====== Data supplied
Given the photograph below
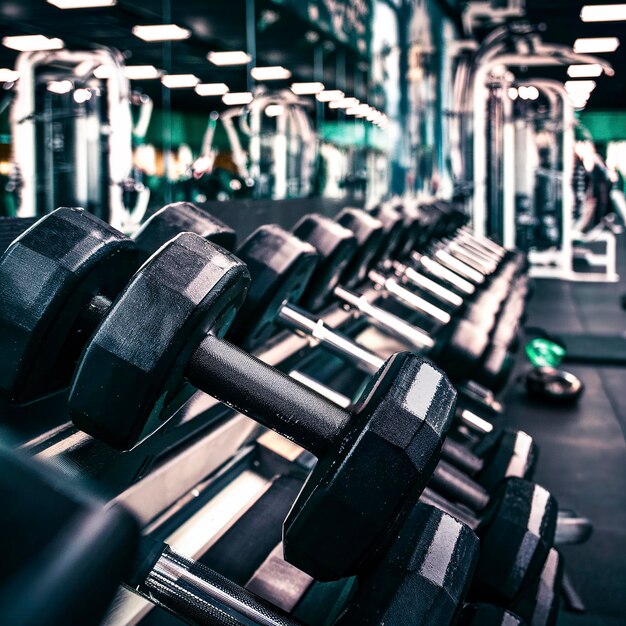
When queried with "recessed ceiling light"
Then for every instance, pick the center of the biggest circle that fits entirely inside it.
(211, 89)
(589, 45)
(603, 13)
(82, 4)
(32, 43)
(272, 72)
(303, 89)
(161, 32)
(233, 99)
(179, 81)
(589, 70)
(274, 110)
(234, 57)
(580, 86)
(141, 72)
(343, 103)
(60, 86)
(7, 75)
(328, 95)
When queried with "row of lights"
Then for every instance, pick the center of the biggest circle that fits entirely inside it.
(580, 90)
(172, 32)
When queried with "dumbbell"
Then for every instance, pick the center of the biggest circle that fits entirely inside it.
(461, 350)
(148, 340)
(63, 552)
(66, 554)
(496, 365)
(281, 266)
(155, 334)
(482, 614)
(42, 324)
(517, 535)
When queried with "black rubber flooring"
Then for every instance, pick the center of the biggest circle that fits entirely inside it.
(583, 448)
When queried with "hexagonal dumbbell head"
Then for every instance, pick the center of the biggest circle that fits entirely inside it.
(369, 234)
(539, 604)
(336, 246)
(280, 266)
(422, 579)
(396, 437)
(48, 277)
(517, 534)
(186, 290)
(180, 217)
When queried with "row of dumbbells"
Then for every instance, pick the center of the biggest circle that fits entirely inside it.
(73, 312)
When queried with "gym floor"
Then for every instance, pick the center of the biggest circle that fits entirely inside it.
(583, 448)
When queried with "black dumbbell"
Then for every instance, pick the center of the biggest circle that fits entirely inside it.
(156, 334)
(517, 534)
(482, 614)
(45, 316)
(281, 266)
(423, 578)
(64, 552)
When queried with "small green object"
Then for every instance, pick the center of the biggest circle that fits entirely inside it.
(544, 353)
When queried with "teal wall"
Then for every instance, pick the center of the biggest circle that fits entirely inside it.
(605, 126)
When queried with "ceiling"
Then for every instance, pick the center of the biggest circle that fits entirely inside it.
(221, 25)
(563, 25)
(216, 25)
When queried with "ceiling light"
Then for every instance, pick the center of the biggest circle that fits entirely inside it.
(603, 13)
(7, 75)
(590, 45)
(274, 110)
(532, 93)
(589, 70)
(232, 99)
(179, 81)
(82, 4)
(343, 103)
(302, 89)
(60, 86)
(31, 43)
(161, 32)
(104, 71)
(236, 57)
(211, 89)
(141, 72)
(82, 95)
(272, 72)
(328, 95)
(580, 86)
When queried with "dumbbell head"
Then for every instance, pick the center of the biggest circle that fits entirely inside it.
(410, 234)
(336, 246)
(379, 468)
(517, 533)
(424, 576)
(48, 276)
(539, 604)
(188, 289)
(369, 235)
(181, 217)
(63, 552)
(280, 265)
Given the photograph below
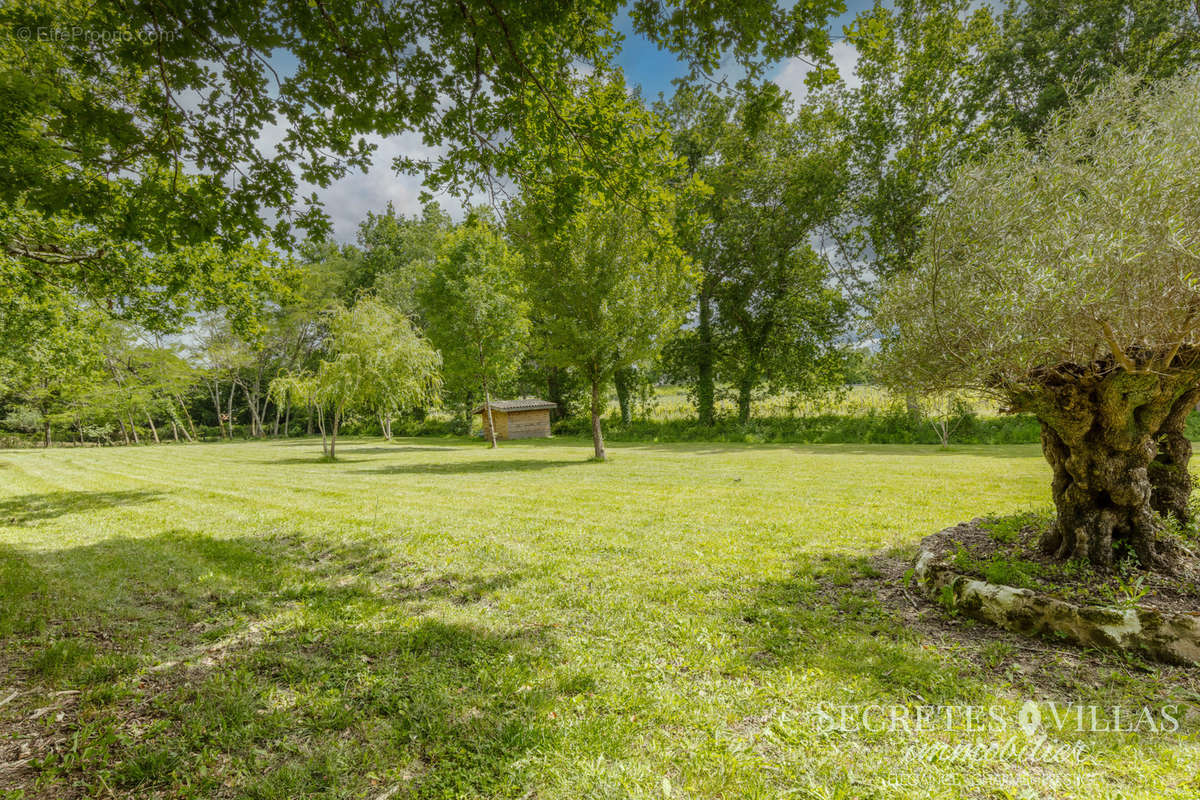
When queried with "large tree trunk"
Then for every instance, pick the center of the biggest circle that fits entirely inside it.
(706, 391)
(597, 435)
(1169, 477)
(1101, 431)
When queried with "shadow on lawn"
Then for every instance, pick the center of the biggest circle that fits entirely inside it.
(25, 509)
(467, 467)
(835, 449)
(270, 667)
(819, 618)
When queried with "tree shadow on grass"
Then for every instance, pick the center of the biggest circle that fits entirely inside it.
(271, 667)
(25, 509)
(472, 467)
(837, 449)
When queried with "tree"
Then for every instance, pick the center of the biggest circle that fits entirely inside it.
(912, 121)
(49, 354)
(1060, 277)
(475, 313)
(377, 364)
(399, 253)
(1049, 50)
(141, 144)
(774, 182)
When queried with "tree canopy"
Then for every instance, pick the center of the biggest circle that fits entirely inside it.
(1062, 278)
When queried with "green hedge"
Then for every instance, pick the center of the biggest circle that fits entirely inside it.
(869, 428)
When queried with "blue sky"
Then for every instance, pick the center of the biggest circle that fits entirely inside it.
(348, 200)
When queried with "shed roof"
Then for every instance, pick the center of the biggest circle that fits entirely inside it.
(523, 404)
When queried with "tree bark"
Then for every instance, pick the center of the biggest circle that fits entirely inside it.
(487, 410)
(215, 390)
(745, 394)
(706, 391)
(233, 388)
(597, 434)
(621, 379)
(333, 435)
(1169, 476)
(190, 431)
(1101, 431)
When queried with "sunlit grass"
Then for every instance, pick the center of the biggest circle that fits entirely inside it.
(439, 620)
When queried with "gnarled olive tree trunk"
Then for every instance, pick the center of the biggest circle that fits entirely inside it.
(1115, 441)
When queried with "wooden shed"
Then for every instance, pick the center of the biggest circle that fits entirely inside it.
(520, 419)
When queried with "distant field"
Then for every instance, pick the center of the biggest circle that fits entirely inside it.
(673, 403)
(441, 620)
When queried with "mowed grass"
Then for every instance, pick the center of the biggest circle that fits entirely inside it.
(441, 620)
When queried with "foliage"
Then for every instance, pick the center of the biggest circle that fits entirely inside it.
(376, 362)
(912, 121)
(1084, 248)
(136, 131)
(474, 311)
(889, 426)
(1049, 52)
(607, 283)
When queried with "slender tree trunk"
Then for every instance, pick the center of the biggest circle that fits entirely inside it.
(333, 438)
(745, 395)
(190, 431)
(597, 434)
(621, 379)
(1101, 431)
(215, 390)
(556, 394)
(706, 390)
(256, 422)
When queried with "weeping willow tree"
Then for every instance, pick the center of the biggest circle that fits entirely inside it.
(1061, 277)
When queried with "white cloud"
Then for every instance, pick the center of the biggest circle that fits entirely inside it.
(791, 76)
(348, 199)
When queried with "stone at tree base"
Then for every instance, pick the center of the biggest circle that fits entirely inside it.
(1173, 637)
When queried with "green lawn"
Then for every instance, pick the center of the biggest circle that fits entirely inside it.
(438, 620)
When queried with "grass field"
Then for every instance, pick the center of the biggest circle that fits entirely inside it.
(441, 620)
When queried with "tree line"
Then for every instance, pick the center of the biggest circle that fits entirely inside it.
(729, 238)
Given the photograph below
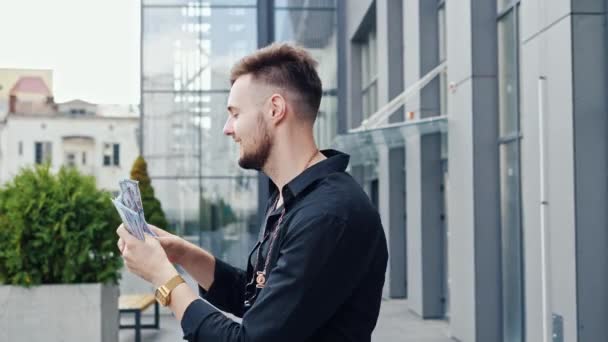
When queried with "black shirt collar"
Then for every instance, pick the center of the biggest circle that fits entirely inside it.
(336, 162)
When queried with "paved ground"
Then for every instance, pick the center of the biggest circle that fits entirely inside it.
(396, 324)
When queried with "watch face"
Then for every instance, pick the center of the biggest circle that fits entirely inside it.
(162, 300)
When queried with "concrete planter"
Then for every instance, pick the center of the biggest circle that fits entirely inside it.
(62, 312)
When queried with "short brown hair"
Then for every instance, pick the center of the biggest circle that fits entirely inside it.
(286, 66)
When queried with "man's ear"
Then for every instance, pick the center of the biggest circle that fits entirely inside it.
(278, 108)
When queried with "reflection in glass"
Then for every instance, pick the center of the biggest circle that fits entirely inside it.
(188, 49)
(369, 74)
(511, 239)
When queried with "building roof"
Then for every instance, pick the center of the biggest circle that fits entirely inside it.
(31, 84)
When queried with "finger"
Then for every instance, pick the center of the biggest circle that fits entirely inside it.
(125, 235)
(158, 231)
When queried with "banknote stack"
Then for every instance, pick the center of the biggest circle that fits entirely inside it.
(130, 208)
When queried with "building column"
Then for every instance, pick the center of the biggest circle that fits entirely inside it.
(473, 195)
============
Task item — Retype all the material word for word while skipping any picture it contains.

Exercise result —
Given the photograph below
When queried with "recessed ceiling light"
Then for every instance, pick the center of the biggest circle that fits entirely inside it.
(211, 89)
(589, 45)
(603, 13)
(82, 4)
(32, 43)
(272, 72)
(303, 89)
(161, 32)
(233, 99)
(179, 81)
(589, 70)
(274, 110)
(234, 57)
(580, 86)
(141, 72)
(343, 103)
(60, 86)
(7, 75)
(328, 95)
When queried with "row of lights"
Then for every instance, pick the center of the biggest circle that fits entirely inside it.
(580, 90)
(172, 32)
When queried with "dumbbell"
Then for every instance, pick the center of the biggest circle that fits entirely inside it.
(461, 350)
(148, 340)
(63, 552)
(66, 554)
(496, 365)
(281, 266)
(155, 334)
(482, 614)
(42, 324)
(517, 535)
When queried with "black rubber flooring"
Then for every instance, pick the center of the biggest circle that fits entirely inside it.
(583, 448)
When queried with "hexagonal dumbbell head"
Then for every instance, pick the center of the biggest circle that fits entirely inside it.
(369, 234)
(539, 604)
(336, 246)
(280, 266)
(422, 579)
(396, 437)
(48, 277)
(517, 534)
(186, 290)
(180, 217)
When queried with "row of dumbbells"
Then for every instance, pick the center of the biggest circle that fits entirely inside it.
(73, 312)
When queried with "gym floor"
Then for every instance, pick the center of the biggest circle that fits entirely inside it.
(583, 448)
When queried with "black dumbbell"
Then for every instance, pick the center of the biggest circle that fits entirely inside it.
(156, 334)
(517, 534)
(482, 614)
(45, 316)
(281, 266)
(423, 578)
(64, 552)
When queried with "small green object"
Then for every instance, pick the center of the biggest circle that fits entirely inside it.
(544, 353)
When queried with "teal wall"
Then for every instance, pick the center of the biggest circle that fits entirely inside it.
(605, 126)
When queried with "ceiling"
Then for every instance, pick the center of the biggest circle that fits entirely inside it.
(221, 25)
(563, 25)
(216, 25)
When queried with "ceiling light"
Then for every instance, pick the center of the biggest circle that fits entirely inside it.
(603, 13)
(7, 75)
(590, 45)
(274, 110)
(532, 93)
(589, 70)
(232, 99)
(179, 81)
(82, 4)
(343, 103)
(302, 89)
(60, 86)
(31, 43)
(161, 32)
(104, 71)
(236, 57)
(211, 89)
(141, 72)
(82, 95)
(272, 72)
(328, 95)
(580, 86)
When queried with "dumbbell head"
Then for every instance, pick the center of the biggest circle that fits entirely inside it.
(410, 234)
(336, 246)
(379, 468)
(517, 533)
(424, 576)
(48, 276)
(539, 604)
(188, 289)
(369, 235)
(181, 217)
(63, 552)
(280, 265)
Given the photograph below
When queried with "large tree trunk"
Then for every instance, pick the center of the biggest circle that fits entirely inside it.
(706, 391)
(597, 435)
(1169, 477)
(1101, 431)
When queried with "shadow on lawn"
Then for every instance, pick the center of the biggest circle that fits entirely inside it.
(25, 509)
(467, 467)
(835, 449)
(270, 667)
(819, 618)
When queried with "tree shadow on grass"
Then for every instance, pick the center of the biggest circle that fits entirely inside it.
(271, 667)
(25, 509)
(472, 467)
(837, 449)
When queried with "tree"
Then for every instance, pick the center of the biggest circle that fits entirely inside it.
(912, 121)
(49, 354)
(1060, 277)
(475, 313)
(377, 364)
(399, 253)
(1049, 50)
(141, 144)
(774, 182)
When queried with "tree canopy"
Then for every instance, pick the center of the biggest circle that fits entirely inside it.
(1062, 278)
When queried with "green hedge"
Then for every instance, pick the center of the biggest circle that fits entirely inside it.
(869, 428)
When queried with "blue sky"
Then for every instance, pick the center of the biggest circle that fits entirely inside it.
(348, 200)
When queried with "shed roof"
Then for every instance, pick the center of the biggest circle that fits entirely inside it.
(523, 404)
When queried with "tree bark"
Then for every instance, pick the center of the biggest circle that fits entirely inside it.
(487, 410)
(215, 390)
(745, 394)
(706, 391)
(233, 388)
(597, 434)
(621, 379)
(333, 435)
(1169, 476)
(190, 431)
(1101, 431)
When queried with "sunlit grass"
Then for every instance, pick the center of the biggest circle that fits entirely inside it.
(439, 620)
When queried with "gnarled olive tree trunk"
Then for every instance, pick the center of the biggest circle that fits entirely inside it.
(1115, 441)
When queried with "wooden shed"
Then for every instance, pick the center of the biggest circle that fits entirely inside it.
(520, 419)
When queried with "distant field"
Then for every instance, pick the center of the biggest circle that fits entirely inside it.
(673, 403)
(441, 620)
When queried with "mowed grass"
Then for every instance, pick the center of the biggest circle that fits entirely inside it.
(441, 620)
When queried with "foliage"
Then for every instance, pick the center of the biggest circle that fits entirely inside it.
(376, 362)
(912, 121)
(1084, 248)
(136, 131)
(474, 311)
(889, 426)
(1049, 52)
(607, 283)
When queried with "slender tree trunk"
Then for every instance, pick the center of the biggest circle that fits entirely inside it.
(333, 438)
(745, 395)
(190, 431)
(597, 434)
(621, 379)
(1101, 431)
(215, 390)
(556, 394)
(706, 390)
(256, 422)
When queried with "weeping willow tree"
Then for every instance, pick the center of the biggest circle that fits entirely inside it.
(1061, 277)
When queried with "white cloud"
Then for every instance, pick the center of the biggest circle that fits entirely inside it.
(791, 76)
(348, 199)
When queried with "stone at tree base"
Then for every instance, pick the center of the biggest circle that fits entirely inside it.
(1173, 637)
When queried with "green lawn"
Then for every instance, pick the center of the biggest circle that fits entirely inside it.
(438, 620)
When queried with "grass field"
Then for every instance, pick the center of the biggest circle that fits entirely inside it.
(441, 620)
When queried with "tree line"
Then for every instance, pick the center of the biggest circle that fits entirely inside it.
(729, 238)
Given the photograph below
When queried with "black shirt collar"
Then for every instance, pick the center of the biggest circle that fits entirely inside it.
(336, 162)
When queried with "paved ground"
Then for every instance, pick the center of the biggest circle that fits entirely inside it.
(396, 324)
When queried with "watch face"
Then for every instance, pick the center of the biggest circle that fits entirely inside it.
(162, 300)
When queried with "concrete planter"
Then for every instance, pick the center of the biggest circle that fits entirely inside it.
(62, 312)
When queried with "short brown hair"
Then for every instance, pick the center of the biggest circle that fits entirely inside it.
(286, 66)
When queried with "man's ear"
Then for every instance, pick the center of the biggest circle that fits entirely inside it.
(278, 108)
When queried with "reflection in glass"
Then for every instance, pick the center of the biggest circle that fits entirely inside it.
(188, 49)
(369, 74)
(511, 239)
When queried with "building roof"
Then for every instance, pick the center of the biggest circle that fits entirely inside it.
(31, 84)
When queried with "finger"
Then for every instance, pick the center of the biggest circle that fits entirely inside it.
(125, 235)
(158, 231)
When queried with "banknote stack"
Then for every instance, pick the center of the biggest circle that fits entirely inside it.
(130, 208)
When queried with "building column"
Then for every instance, pick the center of the biggest circle that fits entirely inside it.
(473, 195)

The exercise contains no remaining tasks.